Ominously, the list also implicates U.N. Assistant Secretary General Benon V. Sevan, executive director of the Oil-for-Food program, who has stringently denied any wrongdoing. Sevan, a longtime U.N. bureaucrat with close ties to Kofi Annan, has taken an extended vacation, pending retirement later this month.

Kofi Annan's son Kojo may also be implicated in the mushrooming scandal. Kojo Annan had ties to Cotecna Inspection SA, a Swiss-based company that received a contract for inspecting goods shipped to Iraq under the Oil-for-Food program. The younger Annan worked for Cotecna in the mid-1990s and became a consultant to the company until shortly before it won the Oil-for-Food contract.9 Cotecna, reportedly implicated in earlier bribery scandals, did not disclose this potential conflict of interest, and neither did the United Nations.

France, Russia, and Saddam

No fewer than 46 Russian and 11 French names appear on the Iraqi Oil Ministry list.10 The Russian government is alleged to have received an astonishing $1.36 billion in oil vouchers from Saddam Hussein.

The close ties between French and Russian politicians and the Iraqi regime may have been an important factor in influencing their governments' decision to oppose Hussein's removal from power. They also highlight the close working relationships between Moscow and Baghdad and between Paris and Baghdad, and the huge French and Russian financial interests in pre-liberation Iraq.

Records provided.
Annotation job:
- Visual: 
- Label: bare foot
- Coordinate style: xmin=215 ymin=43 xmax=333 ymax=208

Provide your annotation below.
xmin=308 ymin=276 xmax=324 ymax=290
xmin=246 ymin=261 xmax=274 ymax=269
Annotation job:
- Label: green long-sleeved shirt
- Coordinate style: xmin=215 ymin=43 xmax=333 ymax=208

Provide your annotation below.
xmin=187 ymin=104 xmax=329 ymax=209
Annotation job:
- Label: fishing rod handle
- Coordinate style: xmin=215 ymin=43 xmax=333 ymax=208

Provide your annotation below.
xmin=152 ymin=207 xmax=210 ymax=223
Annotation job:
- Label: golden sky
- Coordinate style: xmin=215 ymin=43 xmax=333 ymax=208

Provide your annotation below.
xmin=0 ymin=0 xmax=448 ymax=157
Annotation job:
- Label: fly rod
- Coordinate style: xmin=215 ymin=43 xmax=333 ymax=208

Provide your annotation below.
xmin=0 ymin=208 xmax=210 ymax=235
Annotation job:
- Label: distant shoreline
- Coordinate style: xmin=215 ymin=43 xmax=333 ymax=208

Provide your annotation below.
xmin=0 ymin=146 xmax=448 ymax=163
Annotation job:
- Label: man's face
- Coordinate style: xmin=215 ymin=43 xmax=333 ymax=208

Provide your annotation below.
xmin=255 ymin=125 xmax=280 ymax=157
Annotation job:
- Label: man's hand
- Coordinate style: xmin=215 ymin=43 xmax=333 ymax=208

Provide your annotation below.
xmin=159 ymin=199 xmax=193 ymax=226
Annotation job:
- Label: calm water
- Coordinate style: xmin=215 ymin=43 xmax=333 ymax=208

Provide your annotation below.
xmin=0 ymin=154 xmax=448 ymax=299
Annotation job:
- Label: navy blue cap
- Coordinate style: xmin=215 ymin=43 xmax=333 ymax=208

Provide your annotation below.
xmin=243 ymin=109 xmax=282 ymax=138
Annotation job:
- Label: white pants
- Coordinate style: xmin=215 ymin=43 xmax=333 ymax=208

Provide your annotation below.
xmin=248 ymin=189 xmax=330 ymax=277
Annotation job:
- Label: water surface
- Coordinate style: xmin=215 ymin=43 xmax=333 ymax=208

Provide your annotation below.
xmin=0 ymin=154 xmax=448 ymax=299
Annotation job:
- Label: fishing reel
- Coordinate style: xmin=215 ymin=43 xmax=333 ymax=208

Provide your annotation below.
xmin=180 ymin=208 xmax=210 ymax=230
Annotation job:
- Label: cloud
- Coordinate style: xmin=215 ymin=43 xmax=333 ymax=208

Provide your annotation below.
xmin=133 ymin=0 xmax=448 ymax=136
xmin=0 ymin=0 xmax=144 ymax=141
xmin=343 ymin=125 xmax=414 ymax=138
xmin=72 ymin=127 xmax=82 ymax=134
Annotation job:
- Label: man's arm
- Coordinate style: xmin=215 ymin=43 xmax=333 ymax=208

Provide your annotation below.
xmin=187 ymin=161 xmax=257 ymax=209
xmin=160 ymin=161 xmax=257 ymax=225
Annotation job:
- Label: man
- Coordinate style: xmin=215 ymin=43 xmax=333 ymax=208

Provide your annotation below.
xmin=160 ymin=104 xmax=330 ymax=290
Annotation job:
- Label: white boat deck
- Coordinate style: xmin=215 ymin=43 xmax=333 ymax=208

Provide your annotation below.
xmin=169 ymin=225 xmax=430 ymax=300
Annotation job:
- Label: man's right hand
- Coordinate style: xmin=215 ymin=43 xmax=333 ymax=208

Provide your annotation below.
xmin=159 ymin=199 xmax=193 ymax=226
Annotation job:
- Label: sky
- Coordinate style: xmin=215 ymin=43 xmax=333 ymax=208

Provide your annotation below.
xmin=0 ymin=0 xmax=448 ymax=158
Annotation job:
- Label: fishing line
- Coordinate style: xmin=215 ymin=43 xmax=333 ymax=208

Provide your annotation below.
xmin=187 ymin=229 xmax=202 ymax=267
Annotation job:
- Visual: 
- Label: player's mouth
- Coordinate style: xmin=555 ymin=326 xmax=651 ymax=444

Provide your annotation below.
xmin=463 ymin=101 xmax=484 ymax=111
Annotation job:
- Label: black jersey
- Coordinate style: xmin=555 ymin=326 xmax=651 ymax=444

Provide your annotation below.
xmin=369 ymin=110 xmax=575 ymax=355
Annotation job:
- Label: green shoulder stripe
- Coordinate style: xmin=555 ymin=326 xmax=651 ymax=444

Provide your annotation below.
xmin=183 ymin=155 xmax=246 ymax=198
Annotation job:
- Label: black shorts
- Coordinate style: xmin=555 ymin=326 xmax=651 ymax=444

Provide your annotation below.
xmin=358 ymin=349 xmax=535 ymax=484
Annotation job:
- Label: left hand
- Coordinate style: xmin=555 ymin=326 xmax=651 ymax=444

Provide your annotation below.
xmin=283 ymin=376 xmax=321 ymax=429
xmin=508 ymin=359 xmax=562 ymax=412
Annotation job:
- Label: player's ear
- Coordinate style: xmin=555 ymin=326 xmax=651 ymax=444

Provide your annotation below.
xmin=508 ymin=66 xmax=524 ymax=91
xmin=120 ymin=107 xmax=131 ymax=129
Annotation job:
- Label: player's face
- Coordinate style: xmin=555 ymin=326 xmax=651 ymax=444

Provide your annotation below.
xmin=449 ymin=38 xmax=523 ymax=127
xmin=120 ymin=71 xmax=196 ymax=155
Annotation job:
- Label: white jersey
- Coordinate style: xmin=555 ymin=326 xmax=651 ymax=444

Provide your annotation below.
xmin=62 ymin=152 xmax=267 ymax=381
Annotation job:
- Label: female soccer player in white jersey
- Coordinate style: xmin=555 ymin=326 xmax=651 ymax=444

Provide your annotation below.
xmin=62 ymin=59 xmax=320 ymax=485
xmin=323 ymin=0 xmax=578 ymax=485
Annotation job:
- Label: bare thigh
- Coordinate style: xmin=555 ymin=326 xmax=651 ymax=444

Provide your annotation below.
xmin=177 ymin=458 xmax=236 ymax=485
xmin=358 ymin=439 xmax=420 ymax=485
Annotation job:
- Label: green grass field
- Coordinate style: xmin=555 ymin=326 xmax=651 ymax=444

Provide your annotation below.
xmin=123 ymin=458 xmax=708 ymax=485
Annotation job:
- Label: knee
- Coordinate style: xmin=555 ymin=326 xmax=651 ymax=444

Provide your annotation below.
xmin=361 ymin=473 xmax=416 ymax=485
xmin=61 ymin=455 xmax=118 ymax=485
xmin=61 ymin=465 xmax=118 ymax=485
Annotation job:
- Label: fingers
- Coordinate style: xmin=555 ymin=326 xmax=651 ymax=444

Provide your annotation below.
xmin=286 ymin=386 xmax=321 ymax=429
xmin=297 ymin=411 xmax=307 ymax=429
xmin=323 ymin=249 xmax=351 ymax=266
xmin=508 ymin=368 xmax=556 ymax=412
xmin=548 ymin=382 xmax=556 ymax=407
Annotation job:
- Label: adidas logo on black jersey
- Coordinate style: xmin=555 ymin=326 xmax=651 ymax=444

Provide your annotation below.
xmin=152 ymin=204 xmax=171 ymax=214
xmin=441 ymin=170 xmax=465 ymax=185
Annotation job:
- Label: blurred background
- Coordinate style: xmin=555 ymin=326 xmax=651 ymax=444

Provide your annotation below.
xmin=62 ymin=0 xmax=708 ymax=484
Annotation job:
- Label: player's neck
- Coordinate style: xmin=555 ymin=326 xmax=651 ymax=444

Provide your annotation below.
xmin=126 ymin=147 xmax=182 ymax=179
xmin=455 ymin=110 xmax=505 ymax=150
==
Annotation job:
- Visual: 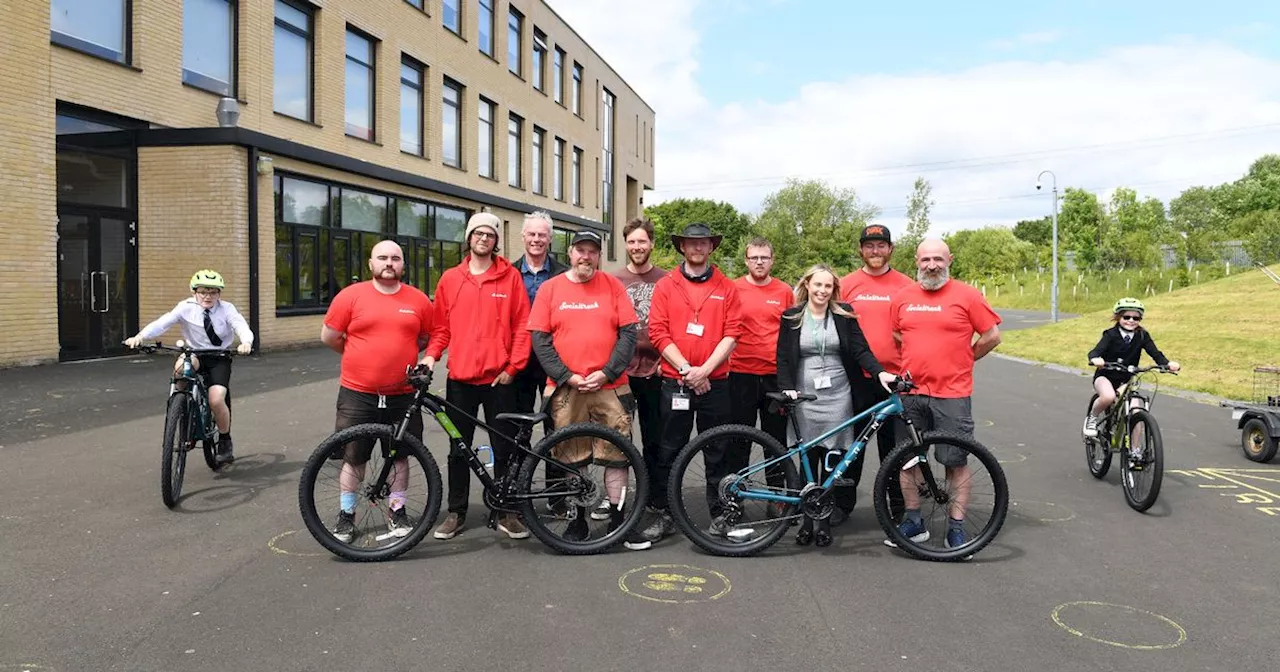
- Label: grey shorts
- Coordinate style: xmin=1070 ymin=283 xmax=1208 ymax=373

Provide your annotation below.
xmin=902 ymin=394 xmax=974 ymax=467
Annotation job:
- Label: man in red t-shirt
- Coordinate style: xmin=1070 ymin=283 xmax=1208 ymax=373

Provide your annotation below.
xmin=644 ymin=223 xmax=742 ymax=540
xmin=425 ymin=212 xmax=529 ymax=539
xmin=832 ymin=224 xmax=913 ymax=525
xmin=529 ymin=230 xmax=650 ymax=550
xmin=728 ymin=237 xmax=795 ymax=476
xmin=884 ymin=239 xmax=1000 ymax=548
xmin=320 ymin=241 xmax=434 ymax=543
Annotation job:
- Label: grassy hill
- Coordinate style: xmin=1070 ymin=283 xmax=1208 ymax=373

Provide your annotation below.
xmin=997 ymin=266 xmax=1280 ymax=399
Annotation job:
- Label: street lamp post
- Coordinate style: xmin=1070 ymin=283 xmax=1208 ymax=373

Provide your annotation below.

Instructions.
A. In the Oil-for-Food excerpt, pull out the part from "No fewer than" to "from Saddam Hussein.", word for word.
B. Answer these questions from the Oil-for-Food excerpt:
(i) Who is named as executive director of the Oil-for-Food program?
(ii) In what country is Cotecna Inspection SA based?
(iii) How many Russian names appear on the Iraqi Oil Ministry list?

Results.
A.
No fewer than 46 Russian and 11 French names appear on the Iraqi Oil Ministry list.10 The Russian government is alleged to have received an astonishing $1.36 billion in oil vouchers from Saddam Hussein.

B.
(i) Benon V. Sevan
(ii) Switzerland
(iii) No fewer than 46